──────── DATA SECTION

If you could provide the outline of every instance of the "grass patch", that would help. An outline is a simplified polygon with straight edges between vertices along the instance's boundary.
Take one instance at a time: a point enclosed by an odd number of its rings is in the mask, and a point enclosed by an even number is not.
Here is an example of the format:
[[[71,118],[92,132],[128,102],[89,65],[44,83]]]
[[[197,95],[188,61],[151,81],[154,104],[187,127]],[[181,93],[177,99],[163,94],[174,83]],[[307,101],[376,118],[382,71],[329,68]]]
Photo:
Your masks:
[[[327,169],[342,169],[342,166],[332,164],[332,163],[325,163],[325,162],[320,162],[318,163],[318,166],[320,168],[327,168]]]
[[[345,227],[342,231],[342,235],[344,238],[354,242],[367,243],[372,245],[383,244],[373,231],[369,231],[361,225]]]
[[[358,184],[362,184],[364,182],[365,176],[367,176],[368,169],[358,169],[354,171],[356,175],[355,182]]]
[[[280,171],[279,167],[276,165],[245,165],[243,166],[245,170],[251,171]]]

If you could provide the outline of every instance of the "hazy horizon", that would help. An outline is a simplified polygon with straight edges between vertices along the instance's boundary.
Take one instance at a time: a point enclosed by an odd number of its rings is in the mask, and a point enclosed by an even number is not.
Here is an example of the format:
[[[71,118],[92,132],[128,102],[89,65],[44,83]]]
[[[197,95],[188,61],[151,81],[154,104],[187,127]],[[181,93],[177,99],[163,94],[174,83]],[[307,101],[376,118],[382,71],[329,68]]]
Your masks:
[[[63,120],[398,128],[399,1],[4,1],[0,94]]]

────────────────

◆ **TASK STATEMENT**
Every entry must appear again in the answer, exactly as written.

◆ **ANSWER TO THE PROBLEM**
If you could provide the outline of every instance of the "grass patch", that would help. An outline is a simplified polygon with straight edges between vertices along the instance's boundary.
Take one instance at a time: a point enclosed by an odd number of its rings is in the mask, and a point enclosed by an even number is not.
Here is an example of the format:
[[[71,118],[92,132],[128,102],[89,65],[44,83]]]
[[[197,95],[188,61],[151,81],[154,104],[187,127]],[[181,93],[177,99],[163,94],[174,83]],[[307,101],[376,118],[382,71],[329,68]]]
Photo:
Your masks:
[[[327,169],[342,169],[342,166],[332,164],[332,163],[325,163],[325,162],[320,162],[318,163],[318,166],[320,168],[327,168]]]
[[[345,227],[342,231],[342,235],[344,238],[354,242],[367,243],[372,245],[383,244],[373,231],[369,231],[361,225]]]
[[[358,184],[362,184],[364,182],[365,176],[367,176],[368,169],[358,169],[354,171],[356,175],[355,182]]]
[[[280,171],[279,167],[276,165],[245,165],[243,166],[245,170],[251,171]]]

If you could provide the outline of every instance of the "hazy horizon", that would help. An outline is a simplified polygon with straight edges between vertices along the instance's boundary.
Take one instance at a time: a point enclosed by an odd number of its rings is in the mask, and a point enclosed by an even number is not.
Here is an example of the format:
[[[71,118],[92,132],[128,102],[89,65],[44,83]]]
[[[197,95],[188,61],[151,81],[154,104],[187,127]],[[181,93],[177,99],[163,94],[174,83]],[[307,101],[376,118],[382,71],[329,68]]]
Your masks:
[[[63,120],[398,128],[399,1],[4,1],[0,94]]]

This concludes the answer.